## TASK INSTRUCTIONS
Count the lines in the data below that contain the word "wearing", and give only that number.

## RECORDS SUPPLIED
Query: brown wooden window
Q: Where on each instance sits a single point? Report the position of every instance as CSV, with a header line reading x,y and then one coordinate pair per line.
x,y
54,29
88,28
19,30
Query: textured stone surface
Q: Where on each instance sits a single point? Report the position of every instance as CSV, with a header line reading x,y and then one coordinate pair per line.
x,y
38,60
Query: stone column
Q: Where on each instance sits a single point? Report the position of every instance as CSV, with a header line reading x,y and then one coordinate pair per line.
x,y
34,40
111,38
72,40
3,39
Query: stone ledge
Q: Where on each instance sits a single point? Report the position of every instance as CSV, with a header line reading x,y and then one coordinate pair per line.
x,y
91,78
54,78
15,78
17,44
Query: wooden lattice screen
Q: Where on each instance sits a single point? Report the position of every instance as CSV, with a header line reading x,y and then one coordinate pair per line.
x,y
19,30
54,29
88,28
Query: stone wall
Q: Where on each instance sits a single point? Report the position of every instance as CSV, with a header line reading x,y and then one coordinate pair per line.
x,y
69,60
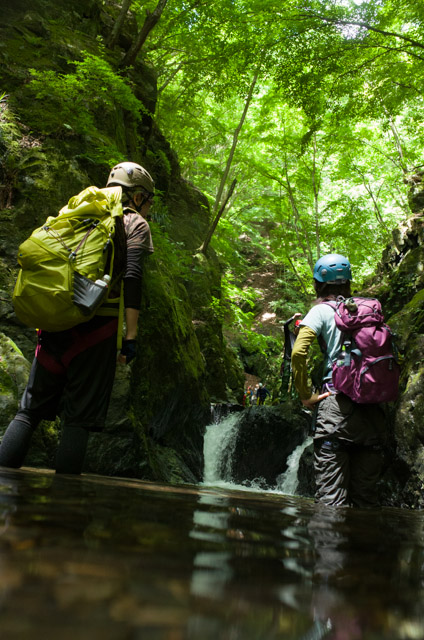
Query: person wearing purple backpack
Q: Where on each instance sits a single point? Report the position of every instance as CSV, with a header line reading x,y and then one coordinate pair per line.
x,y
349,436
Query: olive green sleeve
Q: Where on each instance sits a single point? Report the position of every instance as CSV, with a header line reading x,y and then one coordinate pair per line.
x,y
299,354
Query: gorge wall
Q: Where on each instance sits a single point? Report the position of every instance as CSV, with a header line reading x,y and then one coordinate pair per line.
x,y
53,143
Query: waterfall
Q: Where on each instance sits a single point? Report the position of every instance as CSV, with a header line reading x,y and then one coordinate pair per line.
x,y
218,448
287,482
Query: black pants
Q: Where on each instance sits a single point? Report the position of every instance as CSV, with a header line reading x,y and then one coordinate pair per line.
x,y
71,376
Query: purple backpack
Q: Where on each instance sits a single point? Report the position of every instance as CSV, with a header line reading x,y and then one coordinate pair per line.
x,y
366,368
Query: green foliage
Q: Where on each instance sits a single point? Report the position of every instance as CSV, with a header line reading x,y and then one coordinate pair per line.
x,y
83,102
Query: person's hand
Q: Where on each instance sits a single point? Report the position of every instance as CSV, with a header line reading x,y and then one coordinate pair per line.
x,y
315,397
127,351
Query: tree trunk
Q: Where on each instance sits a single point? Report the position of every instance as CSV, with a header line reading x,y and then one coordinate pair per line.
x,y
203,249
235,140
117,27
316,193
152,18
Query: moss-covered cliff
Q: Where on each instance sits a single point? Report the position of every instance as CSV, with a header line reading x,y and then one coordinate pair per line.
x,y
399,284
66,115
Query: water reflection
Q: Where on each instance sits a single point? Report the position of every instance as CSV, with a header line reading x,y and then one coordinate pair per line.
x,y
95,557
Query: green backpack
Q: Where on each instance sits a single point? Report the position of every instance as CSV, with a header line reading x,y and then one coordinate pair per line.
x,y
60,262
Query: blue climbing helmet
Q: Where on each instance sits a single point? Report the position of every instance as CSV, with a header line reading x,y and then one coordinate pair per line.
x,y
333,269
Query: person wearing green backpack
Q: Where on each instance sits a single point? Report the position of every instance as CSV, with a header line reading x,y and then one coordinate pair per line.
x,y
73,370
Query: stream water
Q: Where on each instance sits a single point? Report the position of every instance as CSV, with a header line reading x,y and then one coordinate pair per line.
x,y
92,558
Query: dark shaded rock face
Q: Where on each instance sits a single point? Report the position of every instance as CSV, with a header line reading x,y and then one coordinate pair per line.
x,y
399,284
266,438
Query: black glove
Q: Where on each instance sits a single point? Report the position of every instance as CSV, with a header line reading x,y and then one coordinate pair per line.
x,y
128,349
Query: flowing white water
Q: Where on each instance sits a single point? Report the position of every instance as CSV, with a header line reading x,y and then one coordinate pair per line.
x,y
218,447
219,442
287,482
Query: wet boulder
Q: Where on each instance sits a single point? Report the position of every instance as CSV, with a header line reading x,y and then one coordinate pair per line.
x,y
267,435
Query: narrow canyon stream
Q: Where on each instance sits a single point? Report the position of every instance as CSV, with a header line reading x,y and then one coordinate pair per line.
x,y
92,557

...

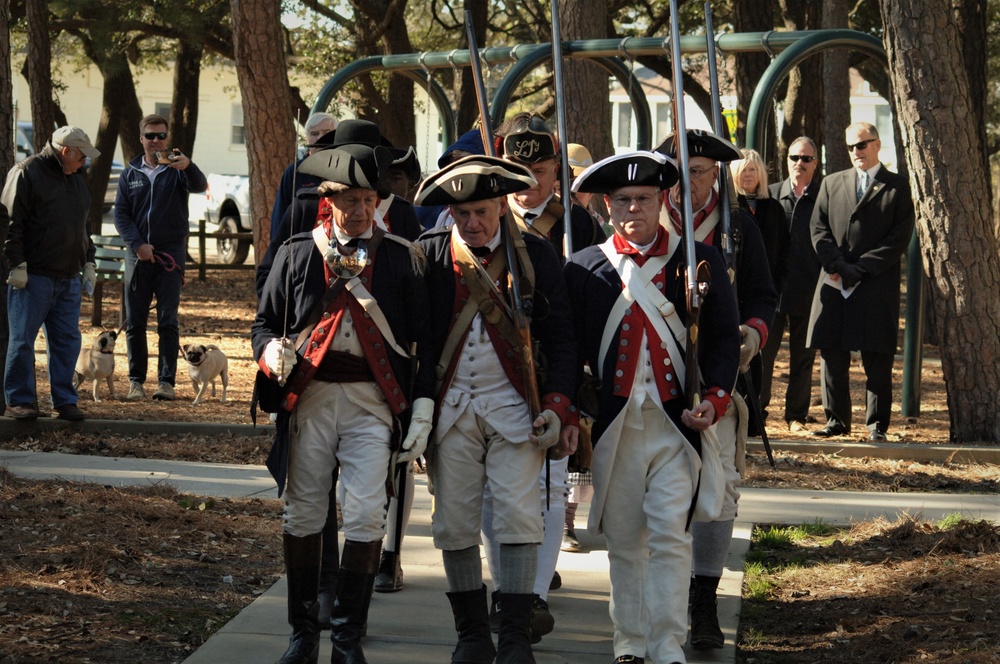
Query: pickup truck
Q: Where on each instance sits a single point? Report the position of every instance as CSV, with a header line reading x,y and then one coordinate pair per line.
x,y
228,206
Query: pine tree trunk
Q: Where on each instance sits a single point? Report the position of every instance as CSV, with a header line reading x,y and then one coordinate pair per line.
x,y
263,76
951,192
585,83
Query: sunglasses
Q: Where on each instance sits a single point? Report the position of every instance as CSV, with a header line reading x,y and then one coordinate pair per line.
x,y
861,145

## THE RESPONSE
2